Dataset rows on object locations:
┌────────
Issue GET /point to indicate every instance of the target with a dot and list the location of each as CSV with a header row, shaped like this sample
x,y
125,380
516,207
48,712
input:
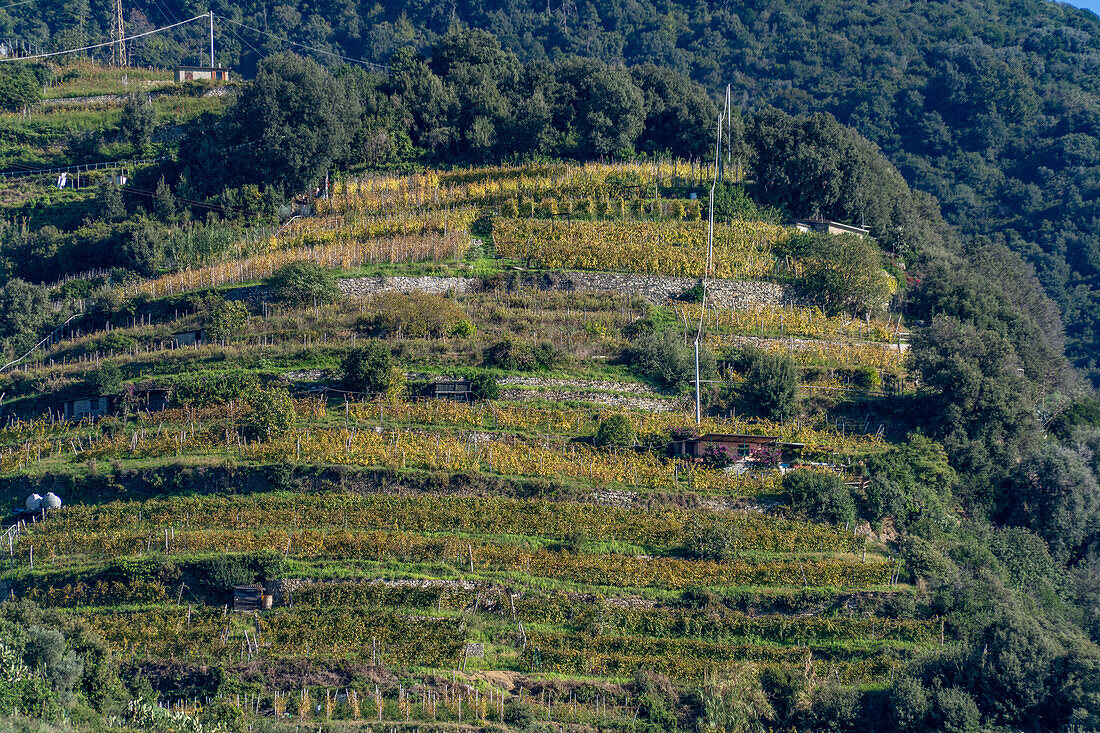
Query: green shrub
x,y
226,319
663,358
843,272
370,369
770,387
303,283
106,380
484,386
615,431
693,294
818,495
212,387
519,714
416,316
272,414
521,357
707,539
243,569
└────────
● Problem details: Please copy every row above word for word, leaving out the pictures.

● Answer to the exercise:
Issue GET /point to indicate every instance of the target with a dot and list the location of each as CSV with a header row, shaped like this sample
x,y
125,380
516,207
48,712
input:
Query: green shrub
x,y
226,319
663,358
843,272
370,369
770,387
303,283
106,380
484,386
615,431
693,294
818,495
212,387
519,714
416,316
272,414
521,357
707,539
243,569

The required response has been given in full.